>> START Stored data

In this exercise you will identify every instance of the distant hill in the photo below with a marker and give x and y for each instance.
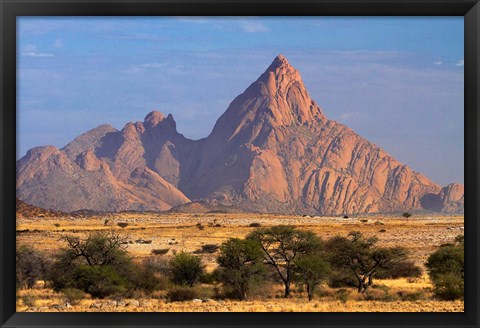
(273, 150)
(25, 210)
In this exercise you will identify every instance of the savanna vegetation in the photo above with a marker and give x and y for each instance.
(99, 266)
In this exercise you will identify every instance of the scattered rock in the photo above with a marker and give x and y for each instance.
(133, 303)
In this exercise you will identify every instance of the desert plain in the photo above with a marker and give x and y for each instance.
(145, 232)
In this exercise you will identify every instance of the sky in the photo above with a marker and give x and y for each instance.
(396, 81)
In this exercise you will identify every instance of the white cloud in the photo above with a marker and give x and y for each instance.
(346, 116)
(153, 65)
(253, 27)
(36, 54)
(30, 48)
(58, 43)
(192, 19)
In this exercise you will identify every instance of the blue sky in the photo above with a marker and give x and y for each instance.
(397, 81)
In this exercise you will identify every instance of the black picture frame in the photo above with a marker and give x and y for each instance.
(10, 9)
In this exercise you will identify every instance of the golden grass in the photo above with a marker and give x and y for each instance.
(178, 231)
(47, 298)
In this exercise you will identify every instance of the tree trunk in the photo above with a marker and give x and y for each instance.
(287, 289)
(310, 292)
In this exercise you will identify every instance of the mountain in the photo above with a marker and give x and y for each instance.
(273, 150)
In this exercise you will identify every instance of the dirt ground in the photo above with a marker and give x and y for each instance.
(420, 234)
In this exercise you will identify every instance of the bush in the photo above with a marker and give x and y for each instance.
(208, 248)
(342, 295)
(100, 281)
(412, 296)
(186, 269)
(240, 267)
(181, 294)
(342, 278)
(98, 265)
(73, 295)
(30, 266)
(446, 270)
(404, 269)
(209, 277)
(449, 287)
(161, 251)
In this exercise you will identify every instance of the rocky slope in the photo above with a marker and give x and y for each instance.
(273, 150)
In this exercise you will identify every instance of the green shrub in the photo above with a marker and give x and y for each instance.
(161, 251)
(240, 267)
(73, 295)
(404, 269)
(30, 266)
(207, 249)
(181, 294)
(100, 281)
(446, 270)
(186, 269)
(209, 277)
(342, 295)
(342, 278)
(412, 296)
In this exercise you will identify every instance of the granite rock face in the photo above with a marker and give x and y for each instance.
(273, 150)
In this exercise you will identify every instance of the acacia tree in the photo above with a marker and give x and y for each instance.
(97, 264)
(29, 266)
(281, 246)
(360, 256)
(186, 269)
(312, 270)
(240, 266)
(446, 270)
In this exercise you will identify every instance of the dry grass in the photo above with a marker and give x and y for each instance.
(178, 231)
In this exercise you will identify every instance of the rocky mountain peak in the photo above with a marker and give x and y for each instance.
(153, 118)
(156, 119)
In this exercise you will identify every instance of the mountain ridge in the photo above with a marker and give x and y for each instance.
(272, 150)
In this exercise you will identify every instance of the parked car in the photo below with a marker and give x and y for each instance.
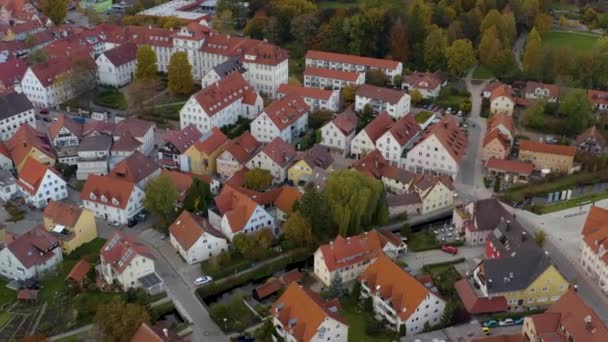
(202, 280)
(449, 249)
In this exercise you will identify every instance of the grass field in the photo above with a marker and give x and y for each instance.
(577, 42)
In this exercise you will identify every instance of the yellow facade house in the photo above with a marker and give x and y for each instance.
(73, 226)
(202, 155)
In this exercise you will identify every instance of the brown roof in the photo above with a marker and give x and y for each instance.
(536, 146)
(512, 166)
(63, 213)
(188, 228)
(351, 59)
(380, 93)
(478, 305)
(398, 287)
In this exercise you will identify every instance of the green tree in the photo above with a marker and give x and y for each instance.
(180, 74)
(460, 57)
(160, 201)
(146, 63)
(258, 179)
(56, 10)
(119, 320)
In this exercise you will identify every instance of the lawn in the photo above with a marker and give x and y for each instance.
(577, 42)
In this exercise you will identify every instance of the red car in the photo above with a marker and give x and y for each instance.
(449, 249)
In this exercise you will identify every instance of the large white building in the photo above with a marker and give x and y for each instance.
(286, 118)
(15, 110)
(221, 104)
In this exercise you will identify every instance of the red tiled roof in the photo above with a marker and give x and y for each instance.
(536, 146)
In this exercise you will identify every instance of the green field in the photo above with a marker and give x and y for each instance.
(577, 42)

>> END Stored data

Scale the lines starting at the one containing "the green tree" and ending with the last line of the items, and write them all out again, including the item wording. Multiply each x and y coordinate in the answers by 1.35 and round it to a whole number, with halves rounding up.

In this exercise you will identify every instance of the green tree in the photo above with a marker and give x and y for each instance.
(243, 100)
(621, 77)
(216, 271)
(197, 85)
(348, 242)
(76, 14)
(161, 432)
In this exercise you will identify every instance of the lawn in the photo above with a marker and give x and y for each instance.
(779, 57)
In this exercise you will identify every instance of the red car in the photo above with a marker and give x and y for each instance.
(606, 336)
In this exercise you will identify every instance of the large white building in the photo above with a marker and give x and y for each instance.
(386, 159)
(20, 149)
(298, 140)
In this exercise you will identify every instance of the red tiled roof in the photo above with a marker and give x and y for each instance.
(724, 197)
In this exercise you will identify every instance of the green field in the photo above with a marker and give x and y for each instance.
(779, 57)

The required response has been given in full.